» Stated goal
List each line below that contains the word "tower", copying every such line in full.

= = = =

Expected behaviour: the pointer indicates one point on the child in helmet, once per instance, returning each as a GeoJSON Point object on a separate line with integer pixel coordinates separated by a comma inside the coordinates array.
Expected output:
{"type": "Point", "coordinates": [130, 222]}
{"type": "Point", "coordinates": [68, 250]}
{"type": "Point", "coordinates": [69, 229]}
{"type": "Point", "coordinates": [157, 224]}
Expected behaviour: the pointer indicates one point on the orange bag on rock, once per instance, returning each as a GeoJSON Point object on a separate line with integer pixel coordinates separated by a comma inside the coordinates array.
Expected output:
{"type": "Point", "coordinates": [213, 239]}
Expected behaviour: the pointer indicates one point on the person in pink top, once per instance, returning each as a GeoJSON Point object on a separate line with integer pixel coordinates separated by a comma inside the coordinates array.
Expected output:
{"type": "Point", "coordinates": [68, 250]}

= = = =

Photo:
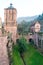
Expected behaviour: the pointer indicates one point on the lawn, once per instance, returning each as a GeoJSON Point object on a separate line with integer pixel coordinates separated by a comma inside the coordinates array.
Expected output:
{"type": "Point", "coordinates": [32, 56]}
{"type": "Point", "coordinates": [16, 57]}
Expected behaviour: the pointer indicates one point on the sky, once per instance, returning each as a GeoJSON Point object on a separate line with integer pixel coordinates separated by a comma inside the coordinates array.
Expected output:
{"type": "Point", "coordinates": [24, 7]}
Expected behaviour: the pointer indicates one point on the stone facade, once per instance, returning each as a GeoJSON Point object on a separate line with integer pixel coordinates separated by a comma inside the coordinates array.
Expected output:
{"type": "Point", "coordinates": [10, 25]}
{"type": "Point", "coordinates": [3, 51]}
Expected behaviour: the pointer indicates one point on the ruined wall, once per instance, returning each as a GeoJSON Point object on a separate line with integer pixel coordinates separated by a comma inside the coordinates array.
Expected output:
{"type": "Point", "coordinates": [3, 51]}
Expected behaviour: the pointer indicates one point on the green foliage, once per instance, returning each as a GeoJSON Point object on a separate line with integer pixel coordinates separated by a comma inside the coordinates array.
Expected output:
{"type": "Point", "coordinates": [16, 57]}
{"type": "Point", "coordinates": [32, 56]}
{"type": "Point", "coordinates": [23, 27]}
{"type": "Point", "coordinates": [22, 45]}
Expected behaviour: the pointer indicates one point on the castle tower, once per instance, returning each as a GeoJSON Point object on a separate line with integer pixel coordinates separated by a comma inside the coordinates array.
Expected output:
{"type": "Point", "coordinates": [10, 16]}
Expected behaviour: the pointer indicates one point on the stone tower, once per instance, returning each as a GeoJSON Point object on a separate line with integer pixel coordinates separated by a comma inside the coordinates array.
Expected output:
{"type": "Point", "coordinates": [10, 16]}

= = = =

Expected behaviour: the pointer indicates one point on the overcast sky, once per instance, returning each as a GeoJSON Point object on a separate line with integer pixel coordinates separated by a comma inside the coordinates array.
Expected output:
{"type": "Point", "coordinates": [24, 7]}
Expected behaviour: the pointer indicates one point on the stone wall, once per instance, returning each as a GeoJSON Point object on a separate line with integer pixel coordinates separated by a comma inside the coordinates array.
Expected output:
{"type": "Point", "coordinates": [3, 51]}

= = = =

» Solution to the exercise
Expected behaviour: the pointer indicates one point on the castle tower, once per instance, returning each as a GeoJSON Point object on a separate line with integer pixel coordinates separated by a comma inside the coordinates array.
Expected behaviour: the pointer indicates one point on the stone tower, once per instance, returning each as a GeoJSON Point object on a separate line with integer pixel coordinates separated by a comma inside the coordinates array.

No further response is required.